• Exercise set
1. In the Blue Valentine review, what is Ryan Gosling doing in the film's initial trailer?
2. Write out the passage of the Blue Valentine review that starts at "Blue Valentine (UK" and ends at "where they are.", copied word for word.

==== Excerpt to read

Blue Valentine (UK - BD RB)
Marcus gets bummed out as Ryan Gosling and Michelle Williams break up
Dean (Ryan Gosling) and Cindy (Michelle Williams) are a married couple on the brink of another and possibly final break up. Finding out how they got to this point and how they first got together Blue Valentine charts how a relationship can go sour and the elements that got the couple where they are.
The initial trailer for Blue Valentine (y’know the one where Ryan Gosling is playing ukulele while Michelle Williams dances outside of a shop at night) put this movie quite high on my ‘must sees’ of last year. I've really liked both of these actors quite a bit in their previous roles (yes, even The Notebook) and there was a real good vibe coming out of that trailer.
Unfortunately outside of a couple of great performances I found Blue Valentine to be incredibly bleak and not really the movie I thought it was going to be. All of the scenes of the pair getting together are great. Gosling keeps that charm he’s so good at throughout and between him and Michelle Williams, there’s some real chemistry. Sadly, the latter half of their relationship isn’t enjoyable at all.
I know, I know, that’s the point right? This is out to depict a failing relationship, the arguments, the breakdown in communication and the juxtaposition to the decisions made with the best intentions in the couple's past but as the story bears on with its pretty graphic sex scenes, bleak conversations and increasingly depressing situations I found myself really disliking Michelle William’s character. I don’t want to deal in spoilers here but I totally sided with Gosling here, so much so that I wanted this pair to split up in a big bad way.
At its core there’s absolutely nothing wrong with Blue Valentine outside of my own personal dislike of this sort of depressing situation, in fact it's one of the most brutally honest dramas I've seen in a while, to the point where it's uncomfortable to watch in places. The movie has two very strong performances, the entire fallout feels genuine and it’s a very brave approach to have a movie focus so realistically on a pretty messy break up but outside of respecting all involved in the movie for what they’re trying to achieve the idea of watching this one again is too depressing a thought to consider anytime soon.

========
==== Extracted data

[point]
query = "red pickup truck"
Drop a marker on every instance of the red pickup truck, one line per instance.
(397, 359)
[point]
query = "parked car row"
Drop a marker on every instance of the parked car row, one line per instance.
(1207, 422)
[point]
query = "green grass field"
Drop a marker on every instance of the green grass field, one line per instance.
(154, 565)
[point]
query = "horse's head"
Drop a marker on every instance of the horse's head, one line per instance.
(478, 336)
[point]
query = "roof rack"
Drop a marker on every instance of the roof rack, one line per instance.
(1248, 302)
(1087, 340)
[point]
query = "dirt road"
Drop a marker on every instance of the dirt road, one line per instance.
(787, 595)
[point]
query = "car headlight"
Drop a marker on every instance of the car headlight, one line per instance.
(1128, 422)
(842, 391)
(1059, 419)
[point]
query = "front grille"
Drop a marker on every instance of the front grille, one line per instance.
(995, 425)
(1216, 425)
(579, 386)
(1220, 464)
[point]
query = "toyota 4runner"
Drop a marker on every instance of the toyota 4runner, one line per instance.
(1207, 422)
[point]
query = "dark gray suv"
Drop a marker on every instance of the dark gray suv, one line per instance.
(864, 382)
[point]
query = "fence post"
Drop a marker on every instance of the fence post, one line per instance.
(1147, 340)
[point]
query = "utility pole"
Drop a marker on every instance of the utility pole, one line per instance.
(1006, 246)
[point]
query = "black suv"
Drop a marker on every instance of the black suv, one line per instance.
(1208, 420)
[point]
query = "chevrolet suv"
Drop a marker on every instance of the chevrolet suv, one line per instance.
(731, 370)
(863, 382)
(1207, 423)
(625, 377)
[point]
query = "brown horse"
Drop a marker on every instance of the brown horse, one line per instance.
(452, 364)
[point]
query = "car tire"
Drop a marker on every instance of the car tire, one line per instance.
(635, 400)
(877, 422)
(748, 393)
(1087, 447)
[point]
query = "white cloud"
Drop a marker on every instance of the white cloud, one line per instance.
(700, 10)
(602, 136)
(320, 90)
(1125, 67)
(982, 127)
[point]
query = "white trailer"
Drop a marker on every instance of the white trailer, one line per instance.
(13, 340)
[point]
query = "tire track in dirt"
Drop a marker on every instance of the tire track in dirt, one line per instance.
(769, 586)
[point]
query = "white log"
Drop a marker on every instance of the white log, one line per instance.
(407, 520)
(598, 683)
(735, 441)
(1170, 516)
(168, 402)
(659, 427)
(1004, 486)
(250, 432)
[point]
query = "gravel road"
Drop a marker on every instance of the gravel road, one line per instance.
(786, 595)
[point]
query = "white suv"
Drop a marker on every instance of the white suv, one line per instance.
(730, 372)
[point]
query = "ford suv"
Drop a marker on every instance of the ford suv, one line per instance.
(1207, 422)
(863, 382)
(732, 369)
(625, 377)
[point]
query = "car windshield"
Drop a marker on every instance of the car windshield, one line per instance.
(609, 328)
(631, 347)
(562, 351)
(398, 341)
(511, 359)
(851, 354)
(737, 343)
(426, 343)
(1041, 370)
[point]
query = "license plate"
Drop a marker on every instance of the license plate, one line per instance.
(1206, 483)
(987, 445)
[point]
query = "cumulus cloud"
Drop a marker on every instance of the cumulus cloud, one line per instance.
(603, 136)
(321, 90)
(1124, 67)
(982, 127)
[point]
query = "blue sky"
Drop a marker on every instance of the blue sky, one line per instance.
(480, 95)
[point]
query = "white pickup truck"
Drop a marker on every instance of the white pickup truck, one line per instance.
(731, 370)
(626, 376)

========
==== Extracted data

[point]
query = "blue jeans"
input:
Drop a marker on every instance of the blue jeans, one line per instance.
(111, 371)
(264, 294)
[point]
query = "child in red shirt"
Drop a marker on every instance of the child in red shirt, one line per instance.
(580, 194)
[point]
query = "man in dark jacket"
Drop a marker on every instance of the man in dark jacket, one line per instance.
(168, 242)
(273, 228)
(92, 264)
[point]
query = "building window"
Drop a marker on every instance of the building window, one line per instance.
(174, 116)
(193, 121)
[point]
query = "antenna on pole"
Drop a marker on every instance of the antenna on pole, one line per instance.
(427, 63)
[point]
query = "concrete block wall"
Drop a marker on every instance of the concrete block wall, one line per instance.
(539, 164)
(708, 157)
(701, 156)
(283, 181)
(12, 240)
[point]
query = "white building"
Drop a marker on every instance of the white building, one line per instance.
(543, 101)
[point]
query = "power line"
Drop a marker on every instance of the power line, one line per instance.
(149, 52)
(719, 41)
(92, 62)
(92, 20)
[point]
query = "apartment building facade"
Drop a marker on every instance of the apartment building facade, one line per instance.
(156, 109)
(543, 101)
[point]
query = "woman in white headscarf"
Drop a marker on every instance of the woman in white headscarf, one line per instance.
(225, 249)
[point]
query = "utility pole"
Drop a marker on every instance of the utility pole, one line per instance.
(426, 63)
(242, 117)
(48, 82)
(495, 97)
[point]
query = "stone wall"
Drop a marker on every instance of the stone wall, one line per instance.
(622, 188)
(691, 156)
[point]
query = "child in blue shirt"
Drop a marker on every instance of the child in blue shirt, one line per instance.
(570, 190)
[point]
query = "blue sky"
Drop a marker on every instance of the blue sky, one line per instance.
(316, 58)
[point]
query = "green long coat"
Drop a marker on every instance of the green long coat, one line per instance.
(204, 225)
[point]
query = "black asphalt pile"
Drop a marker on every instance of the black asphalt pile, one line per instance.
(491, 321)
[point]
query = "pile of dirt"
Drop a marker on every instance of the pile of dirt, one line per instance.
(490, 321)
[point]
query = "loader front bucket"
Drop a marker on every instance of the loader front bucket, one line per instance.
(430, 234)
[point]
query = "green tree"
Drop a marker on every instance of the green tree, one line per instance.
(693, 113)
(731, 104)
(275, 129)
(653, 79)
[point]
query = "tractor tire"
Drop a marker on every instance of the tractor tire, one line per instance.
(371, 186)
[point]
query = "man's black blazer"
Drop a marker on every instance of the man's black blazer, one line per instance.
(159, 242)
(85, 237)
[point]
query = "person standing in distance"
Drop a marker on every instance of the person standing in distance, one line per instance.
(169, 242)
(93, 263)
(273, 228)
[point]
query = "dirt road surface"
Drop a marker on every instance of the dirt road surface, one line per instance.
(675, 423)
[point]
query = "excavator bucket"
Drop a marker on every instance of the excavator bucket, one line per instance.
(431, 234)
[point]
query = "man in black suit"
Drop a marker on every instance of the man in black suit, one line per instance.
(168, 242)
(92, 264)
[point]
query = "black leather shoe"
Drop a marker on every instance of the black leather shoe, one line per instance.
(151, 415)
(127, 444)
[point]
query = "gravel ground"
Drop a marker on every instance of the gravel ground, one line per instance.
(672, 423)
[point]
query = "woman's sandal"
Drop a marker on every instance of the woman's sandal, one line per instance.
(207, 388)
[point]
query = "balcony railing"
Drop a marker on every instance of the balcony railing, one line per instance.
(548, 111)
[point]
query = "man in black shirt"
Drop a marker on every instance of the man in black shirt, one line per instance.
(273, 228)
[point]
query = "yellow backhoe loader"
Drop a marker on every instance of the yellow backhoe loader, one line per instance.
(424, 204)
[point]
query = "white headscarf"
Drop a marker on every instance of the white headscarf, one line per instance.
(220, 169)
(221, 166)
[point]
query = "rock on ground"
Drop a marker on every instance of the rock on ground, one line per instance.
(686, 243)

========

• Solution set
1. He is playing ukulele while Michelle Williams dances outside a shop at night.

2.
Blue Valentine (UK - BD RB)
Marcus gets bummed out as Ryan Gosling and Michelle Williams break up
Dean (Ryan Gosling) and Cindy (Michelle Williams) are a married couple on the brink of another and possibly final break up. Finding out how they got to this point and how they first got together Blue Valentine charts how a relationship can go sour and the elements that got the couple where they are.